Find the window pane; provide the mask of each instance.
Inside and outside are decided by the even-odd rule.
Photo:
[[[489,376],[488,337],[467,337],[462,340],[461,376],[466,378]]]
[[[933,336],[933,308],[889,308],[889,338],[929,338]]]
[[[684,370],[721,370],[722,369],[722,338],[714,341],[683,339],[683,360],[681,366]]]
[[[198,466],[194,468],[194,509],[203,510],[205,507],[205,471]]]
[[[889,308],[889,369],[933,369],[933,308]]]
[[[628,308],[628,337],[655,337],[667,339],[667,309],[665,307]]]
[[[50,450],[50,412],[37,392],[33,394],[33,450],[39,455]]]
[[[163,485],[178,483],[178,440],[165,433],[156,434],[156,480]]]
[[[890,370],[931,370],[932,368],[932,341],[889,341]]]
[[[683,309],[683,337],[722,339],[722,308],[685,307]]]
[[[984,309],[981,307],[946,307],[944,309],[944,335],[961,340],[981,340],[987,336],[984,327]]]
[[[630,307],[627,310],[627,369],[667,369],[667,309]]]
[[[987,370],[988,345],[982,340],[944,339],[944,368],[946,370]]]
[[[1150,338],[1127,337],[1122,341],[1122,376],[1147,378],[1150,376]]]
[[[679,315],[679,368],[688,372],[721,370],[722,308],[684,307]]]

----------------------------------------

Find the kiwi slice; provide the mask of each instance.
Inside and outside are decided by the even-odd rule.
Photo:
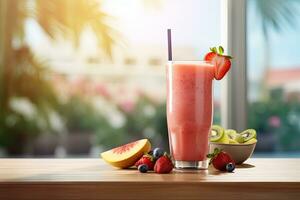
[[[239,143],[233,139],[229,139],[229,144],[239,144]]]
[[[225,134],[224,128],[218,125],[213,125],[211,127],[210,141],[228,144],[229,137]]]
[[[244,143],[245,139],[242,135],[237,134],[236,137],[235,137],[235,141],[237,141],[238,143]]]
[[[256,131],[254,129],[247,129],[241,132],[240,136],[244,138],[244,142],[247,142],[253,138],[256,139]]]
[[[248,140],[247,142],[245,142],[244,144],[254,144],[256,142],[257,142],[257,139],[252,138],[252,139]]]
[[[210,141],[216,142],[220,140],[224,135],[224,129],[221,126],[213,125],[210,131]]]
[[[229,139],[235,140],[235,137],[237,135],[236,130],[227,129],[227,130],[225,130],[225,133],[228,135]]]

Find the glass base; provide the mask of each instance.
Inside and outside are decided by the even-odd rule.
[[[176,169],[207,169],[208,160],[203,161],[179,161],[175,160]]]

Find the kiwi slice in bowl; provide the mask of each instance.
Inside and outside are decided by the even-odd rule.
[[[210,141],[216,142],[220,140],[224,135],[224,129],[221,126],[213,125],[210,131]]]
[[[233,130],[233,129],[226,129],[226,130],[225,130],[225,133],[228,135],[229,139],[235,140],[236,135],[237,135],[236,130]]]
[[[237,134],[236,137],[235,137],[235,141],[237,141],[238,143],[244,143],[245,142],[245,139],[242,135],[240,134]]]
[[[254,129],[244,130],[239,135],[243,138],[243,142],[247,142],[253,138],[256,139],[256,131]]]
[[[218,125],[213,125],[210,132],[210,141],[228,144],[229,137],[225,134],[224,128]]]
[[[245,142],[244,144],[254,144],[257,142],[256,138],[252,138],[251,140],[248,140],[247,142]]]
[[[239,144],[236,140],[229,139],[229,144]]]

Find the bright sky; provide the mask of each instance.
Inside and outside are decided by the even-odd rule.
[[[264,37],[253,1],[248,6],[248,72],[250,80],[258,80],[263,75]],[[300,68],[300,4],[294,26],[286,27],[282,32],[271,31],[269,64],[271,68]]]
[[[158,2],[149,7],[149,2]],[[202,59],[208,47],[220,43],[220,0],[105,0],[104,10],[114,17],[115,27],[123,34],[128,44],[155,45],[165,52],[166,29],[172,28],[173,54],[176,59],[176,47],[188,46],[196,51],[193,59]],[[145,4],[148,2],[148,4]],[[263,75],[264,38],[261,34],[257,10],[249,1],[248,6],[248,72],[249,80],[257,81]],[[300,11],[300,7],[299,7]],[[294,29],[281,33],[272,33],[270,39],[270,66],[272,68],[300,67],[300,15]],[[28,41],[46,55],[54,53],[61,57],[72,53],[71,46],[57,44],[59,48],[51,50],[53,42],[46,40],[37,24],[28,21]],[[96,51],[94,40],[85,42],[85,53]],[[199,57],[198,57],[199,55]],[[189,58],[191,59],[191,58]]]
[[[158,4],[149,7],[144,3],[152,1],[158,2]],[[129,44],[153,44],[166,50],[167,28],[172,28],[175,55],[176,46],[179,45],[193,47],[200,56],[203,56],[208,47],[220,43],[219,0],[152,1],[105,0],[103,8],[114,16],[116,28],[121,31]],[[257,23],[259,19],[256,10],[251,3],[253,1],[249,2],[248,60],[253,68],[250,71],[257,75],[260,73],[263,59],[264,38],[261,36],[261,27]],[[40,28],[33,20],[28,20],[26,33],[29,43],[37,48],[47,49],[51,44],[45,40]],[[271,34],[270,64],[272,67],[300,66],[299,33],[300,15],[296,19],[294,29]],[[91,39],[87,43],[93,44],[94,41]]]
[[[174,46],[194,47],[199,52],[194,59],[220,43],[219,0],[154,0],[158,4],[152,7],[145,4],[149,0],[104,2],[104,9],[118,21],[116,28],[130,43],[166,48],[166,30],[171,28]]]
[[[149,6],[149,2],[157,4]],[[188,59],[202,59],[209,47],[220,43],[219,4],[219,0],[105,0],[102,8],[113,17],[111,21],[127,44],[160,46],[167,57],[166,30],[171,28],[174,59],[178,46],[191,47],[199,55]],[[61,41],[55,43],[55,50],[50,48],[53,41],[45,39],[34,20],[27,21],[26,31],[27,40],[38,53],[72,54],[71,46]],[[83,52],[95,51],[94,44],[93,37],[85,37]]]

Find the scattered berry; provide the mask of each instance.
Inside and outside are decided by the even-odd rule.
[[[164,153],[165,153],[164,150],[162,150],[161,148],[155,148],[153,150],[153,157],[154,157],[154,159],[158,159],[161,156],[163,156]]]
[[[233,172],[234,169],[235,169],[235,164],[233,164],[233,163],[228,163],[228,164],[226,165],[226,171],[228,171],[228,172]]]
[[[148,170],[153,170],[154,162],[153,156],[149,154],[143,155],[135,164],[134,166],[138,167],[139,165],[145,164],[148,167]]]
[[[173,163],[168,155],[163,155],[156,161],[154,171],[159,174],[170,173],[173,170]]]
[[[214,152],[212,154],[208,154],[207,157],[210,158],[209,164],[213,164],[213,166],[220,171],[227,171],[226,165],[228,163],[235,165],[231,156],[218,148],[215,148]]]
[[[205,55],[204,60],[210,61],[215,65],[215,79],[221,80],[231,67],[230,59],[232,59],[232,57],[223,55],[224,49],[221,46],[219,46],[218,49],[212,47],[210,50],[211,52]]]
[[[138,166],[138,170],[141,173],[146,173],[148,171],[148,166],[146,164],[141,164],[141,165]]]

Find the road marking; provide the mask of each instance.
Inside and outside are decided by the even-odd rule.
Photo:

----------------------------------------

### What you should do
Your answer should consist of each line of the data above in which the word "slice" occurs.

### Solved exercise
Find the kiwi slice; provide the mask of each instance.
Find the kiwi slice in bowl; provide the mask of each instance.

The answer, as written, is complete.